* **SUPPLIED TEXT**:
::::::::

PhD candidate Dani Beck

Picture of Dani Beck

Dani Beck. Photo: Kirsten Sjøwall

I have recently noticed a lot of “train your brain” apps that make claims to reveal your “brain age” after a few simple mental tasks. While these apps may be beneficial as cognitive training exercises, none of them can actually estimate the age of your brain. But here’s the good news, I can! – well, sort of. Using a machine learning algorithm and a magnetic resonance imaging (MRI) scan of your brain, research has provided us with a technique that can estimate how old our brains are [1].

How it works

First, we provide our “machine” with a training set made up of MRI scans of the brain from (preferably) thousands of individuals. Here, we also feed the machine the biological age (based on date of birth) of each of these individuals. This process helps the algorithm learn what a brain should look like throughout the human lifespan. Once this training is complete, we can feed the machine your brain. Or at least the MRI scan of it. However, and very importantly, this time we do not tell it what age you are. Finally, the machine learning algorithm will estimate your brain age.

::::::::

* **DATA FOR REVIEW**:

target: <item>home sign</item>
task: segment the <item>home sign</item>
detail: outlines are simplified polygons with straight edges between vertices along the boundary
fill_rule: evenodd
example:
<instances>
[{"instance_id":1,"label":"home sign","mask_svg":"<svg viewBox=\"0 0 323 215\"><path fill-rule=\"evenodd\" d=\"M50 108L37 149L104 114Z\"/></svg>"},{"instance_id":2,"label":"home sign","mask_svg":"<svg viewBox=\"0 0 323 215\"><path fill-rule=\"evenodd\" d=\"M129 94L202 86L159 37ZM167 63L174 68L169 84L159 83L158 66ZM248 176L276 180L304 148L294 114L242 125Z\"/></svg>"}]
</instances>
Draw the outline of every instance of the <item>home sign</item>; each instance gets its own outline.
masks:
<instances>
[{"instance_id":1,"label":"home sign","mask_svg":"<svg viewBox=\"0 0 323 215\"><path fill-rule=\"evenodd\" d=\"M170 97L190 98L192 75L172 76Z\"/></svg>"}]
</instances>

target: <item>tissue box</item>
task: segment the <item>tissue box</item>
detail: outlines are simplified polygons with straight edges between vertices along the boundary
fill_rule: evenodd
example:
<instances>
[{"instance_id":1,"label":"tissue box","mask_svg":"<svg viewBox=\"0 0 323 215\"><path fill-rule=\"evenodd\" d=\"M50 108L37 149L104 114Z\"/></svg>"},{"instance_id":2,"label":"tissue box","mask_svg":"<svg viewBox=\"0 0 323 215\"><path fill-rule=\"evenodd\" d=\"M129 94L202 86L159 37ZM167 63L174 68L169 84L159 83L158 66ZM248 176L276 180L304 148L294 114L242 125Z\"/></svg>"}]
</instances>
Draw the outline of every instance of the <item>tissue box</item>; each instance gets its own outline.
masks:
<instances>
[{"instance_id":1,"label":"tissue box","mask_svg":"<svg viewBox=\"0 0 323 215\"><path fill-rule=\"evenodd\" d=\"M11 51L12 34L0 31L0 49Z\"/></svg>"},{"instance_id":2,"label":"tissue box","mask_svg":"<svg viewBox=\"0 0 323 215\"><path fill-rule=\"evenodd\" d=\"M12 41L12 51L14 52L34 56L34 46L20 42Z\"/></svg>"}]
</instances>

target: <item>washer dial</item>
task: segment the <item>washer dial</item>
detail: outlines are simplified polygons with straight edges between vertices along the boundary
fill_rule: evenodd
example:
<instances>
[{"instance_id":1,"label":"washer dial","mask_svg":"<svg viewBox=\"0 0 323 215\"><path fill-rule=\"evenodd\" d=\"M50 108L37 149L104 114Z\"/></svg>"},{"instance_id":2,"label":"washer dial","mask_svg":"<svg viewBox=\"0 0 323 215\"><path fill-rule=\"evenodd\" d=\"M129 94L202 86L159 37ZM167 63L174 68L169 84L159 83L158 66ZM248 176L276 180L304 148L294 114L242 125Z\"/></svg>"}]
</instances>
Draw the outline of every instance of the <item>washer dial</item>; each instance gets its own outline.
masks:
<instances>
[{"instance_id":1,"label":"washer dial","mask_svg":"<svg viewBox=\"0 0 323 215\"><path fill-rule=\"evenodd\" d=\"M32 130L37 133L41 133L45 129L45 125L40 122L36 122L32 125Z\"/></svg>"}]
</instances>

::::::::

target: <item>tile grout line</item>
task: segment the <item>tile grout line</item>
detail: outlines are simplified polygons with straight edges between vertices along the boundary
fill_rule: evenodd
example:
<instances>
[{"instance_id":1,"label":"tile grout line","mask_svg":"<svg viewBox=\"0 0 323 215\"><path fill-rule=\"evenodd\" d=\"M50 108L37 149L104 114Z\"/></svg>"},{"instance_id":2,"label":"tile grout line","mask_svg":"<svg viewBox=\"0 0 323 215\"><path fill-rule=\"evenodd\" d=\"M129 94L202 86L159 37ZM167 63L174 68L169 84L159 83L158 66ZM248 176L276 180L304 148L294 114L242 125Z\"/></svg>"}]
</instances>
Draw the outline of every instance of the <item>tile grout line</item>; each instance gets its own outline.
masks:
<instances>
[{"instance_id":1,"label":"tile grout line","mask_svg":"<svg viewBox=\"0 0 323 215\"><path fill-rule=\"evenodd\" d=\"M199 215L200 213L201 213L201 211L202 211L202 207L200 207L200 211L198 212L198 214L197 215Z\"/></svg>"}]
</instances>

::::::::

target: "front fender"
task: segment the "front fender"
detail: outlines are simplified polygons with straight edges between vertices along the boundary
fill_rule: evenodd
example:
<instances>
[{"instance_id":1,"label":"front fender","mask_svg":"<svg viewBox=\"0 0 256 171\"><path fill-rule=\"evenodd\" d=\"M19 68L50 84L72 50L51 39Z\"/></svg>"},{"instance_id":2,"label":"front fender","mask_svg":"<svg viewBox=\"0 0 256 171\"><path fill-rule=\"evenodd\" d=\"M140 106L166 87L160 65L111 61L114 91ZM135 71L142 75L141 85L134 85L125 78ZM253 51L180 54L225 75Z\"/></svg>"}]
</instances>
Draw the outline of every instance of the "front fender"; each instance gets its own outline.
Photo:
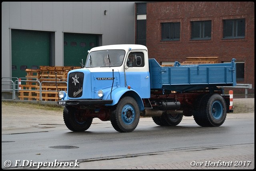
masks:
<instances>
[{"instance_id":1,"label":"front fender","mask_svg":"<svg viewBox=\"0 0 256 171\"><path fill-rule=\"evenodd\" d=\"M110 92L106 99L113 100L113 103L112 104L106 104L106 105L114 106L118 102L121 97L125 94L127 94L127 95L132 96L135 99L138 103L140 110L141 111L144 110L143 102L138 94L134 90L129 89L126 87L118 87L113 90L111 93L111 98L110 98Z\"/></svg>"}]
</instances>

::::::::

* **WORK TO COMPLETE**: Copy the brain age text word for word from "Dani Beck. Photo: Kirsten" up to and including "brains are [1].". Work only from the text about estimating brain age, not from the material.

* **RESPONSE BOX**:
Dani Beck. Photo: Kirsten Sjøwall

I have recently noticed a lot of “train your brain” apps that make claims to reveal your “brain age” after a few simple mental tasks. While these apps may be beneficial as cognitive training exercises, none of them can actually estimate the age of your brain. But here’s the good news, I can! – well, sort of. Using a machine learning algorithm and a magnetic resonance imaging (MRI) scan of your brain, research has provided us with a technique that can estimate how old our brains are [1].